··· Bloco de texto ···
Ela me mandou, então, uma foto. As gêmeas estavam sentadas em uma cama, vestidas com roupas de bebê azul claro. Sorriam e pareciam estar bem cuidadas. Para provar que não se tratava de um truque, pedi para fazer uma ligação por vídeo. Ela concordou.

Em um quarto escuro, ela segurava a bebê diante da câmera. Alheia ao fato de que estava sendo colocada à venda, ela começou a chorar. Por um momento, pude ver metade do rosto da mulher.

Encerrei a ligação e depois contei o que havia acontecido às autoridades, mas não obtive resposta. É impossível saber se ela de fato estava vendendo uma da próprias filhas, como afirmava, ou se era uma traficante.

Parece ser bem comum que pais vendam seus filhos pouco depois deles nascerem. Com uma câmera escondida, a BBC fez uma filmagem em um hospital, na qual uma médica disse que bebês eram frequentemente vendidos para adoção.

"Há muitos bebês não-planejados", ela disse. "Contanto que sejam as famílias que estejam fazendo este acordo e que ele seja fechado logo após o nascimento, ninguém precisa saber."

As rígidas regras de planejamento familiar da China limitam cada família a um único filho e preveem multas caso os pais tenham mais. Ainda há famílias que têm meninas, mas prefeririam ter um menino.

Crianças que tenham sido vendidas por seus pais podem passar a vida sentindo-se rejeitadas. Zhang Qingqing, de 23 anos, me disse que ela buscava desesperadamente conhecer seus pais biológicos para ao menos perguntar a eles por que eles haviam a vendido pelo equivalente a R$ 470.

Por anos, ela odiou seus pais adotivos. Apenas recentemente começou a ter simpatia por seu pai, que havia ficado viúvo duas vezes.

Distância no olhar

Há alguns meses, quase oito anos depois de seu filho desaparecer, Chaohua chegou a Chengde, cidade famosa por seus templos budistas. A quatro horas de distância de Pequim, Chengde já foi um balneário de verão para imperadores chineses – um local onde eles podiam fugir do calor escaldante da capital.

Chaohua estacionou sua van em uma escola de ensino médio local. O veículo estava repleto de fotos de crianças que haviam sido sequestradas, inclusive uma de Xiaosong, em que ele aparecia de camisa polo azul e amarela.

"Ele é um menino fofo e obediente", diz Chaohua. "Não era como outras crianças, que sempre choram ou são travessas. Quando me pediu dinheiro para comprar um lanche, brinquei com ele: 'Quando você me devolverá o dinheiro?'. Ele respondeu: 'Quando eu crescer. Vou comprar um bom carro pra você – um BMW ou um Mercedes'."

Chaohua é educado e cortês. Mas há uma distância em seu olhar quando alguém fala com ele. Seus olhos parecem não ter vida – um sinal do peso que ele carrega.

Ele está em Chengde para dar uma palestra sobre tráfico de crianças para um grupo de cerca de 40 estudantes. Enquanto ele espera, centenas de alunos saem para uma corrida matinal em meio a um frio congelante – Chaohua não consegue deixar de pensar em seu filho, que teria uma idade parecida com a destes estudantes.
···
§ **Instruções do exercício**:
Responda às perguntas abaixo com base no texto sobre tráfico de crianças.
(a) De que cor eram as roupas de bebê que as gêmeas vestiam na foto?
(b) A quantas horas de distância de Pequim fica Chengde?
(c) Para um grupo de cerca de quantos estudantes Chaohua vai dar uma palestra em Chengde?
As entradas não têm nenhum papel neste exercício.
··· Entradas fornecidas ···
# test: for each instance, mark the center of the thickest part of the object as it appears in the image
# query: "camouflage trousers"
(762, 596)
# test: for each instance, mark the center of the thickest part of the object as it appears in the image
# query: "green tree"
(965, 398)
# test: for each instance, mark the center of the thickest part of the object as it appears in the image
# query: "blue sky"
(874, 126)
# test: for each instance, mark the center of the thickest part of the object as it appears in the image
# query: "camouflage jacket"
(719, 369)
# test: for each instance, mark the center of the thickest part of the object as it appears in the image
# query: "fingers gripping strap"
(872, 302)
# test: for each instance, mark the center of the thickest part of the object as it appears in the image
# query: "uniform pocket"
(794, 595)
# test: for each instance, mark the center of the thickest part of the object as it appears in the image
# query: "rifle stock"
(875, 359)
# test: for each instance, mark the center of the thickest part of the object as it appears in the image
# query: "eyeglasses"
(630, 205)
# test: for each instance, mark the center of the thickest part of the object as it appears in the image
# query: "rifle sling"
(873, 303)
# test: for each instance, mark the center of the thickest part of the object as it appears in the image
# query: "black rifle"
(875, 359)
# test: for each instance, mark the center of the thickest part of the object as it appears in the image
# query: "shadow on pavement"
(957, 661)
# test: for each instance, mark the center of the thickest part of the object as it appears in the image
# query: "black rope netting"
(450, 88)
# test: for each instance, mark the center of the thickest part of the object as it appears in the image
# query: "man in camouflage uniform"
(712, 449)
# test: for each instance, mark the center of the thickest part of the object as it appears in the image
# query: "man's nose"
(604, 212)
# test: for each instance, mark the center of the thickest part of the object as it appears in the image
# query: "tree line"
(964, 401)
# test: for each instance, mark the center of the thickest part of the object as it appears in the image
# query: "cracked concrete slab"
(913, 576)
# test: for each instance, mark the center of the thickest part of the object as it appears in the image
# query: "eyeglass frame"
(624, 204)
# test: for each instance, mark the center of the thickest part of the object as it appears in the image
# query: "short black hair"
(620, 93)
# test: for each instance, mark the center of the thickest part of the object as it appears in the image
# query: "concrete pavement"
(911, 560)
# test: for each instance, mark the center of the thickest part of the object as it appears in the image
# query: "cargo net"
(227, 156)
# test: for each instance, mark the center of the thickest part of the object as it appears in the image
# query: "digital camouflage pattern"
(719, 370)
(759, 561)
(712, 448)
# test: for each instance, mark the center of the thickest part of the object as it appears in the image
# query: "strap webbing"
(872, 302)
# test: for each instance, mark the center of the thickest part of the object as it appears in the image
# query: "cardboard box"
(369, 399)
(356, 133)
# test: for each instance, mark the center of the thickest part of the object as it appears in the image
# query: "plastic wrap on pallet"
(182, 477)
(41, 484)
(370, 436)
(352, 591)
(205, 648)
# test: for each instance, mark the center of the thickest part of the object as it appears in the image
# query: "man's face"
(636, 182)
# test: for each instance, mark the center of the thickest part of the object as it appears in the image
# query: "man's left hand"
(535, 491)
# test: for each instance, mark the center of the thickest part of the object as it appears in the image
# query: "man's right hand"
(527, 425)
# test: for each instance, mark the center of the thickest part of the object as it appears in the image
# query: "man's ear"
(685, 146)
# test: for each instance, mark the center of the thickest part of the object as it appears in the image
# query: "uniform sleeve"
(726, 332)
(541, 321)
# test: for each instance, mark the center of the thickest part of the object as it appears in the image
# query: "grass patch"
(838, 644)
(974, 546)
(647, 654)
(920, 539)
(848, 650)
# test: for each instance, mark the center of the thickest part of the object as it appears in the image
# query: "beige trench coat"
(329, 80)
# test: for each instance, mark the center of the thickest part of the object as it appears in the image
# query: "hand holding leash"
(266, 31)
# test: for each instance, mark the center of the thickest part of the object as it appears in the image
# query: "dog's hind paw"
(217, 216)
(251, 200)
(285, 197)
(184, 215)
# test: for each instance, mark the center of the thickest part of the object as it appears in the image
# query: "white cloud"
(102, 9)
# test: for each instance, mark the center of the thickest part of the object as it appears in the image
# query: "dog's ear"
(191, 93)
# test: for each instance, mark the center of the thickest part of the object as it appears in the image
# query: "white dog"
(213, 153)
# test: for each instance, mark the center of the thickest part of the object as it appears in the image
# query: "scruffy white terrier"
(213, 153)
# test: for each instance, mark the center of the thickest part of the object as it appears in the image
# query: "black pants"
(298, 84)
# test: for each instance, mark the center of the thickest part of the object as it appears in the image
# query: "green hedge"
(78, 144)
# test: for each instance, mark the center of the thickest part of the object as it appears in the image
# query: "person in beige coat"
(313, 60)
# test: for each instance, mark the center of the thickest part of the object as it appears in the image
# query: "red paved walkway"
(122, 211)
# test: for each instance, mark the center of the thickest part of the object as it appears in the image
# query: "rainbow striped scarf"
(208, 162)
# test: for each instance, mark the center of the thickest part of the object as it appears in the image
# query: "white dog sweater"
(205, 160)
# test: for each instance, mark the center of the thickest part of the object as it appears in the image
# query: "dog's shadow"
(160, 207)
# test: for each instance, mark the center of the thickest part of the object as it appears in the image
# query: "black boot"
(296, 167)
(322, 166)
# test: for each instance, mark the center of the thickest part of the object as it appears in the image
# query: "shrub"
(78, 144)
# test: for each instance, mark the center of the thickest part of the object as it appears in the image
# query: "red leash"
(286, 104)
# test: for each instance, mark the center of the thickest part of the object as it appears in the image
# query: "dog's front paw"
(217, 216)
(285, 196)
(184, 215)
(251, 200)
···
§ **Resposta**:
(a) Azul claro.
(b) Quatro horas.
(c) Cerca de 40 estudantes.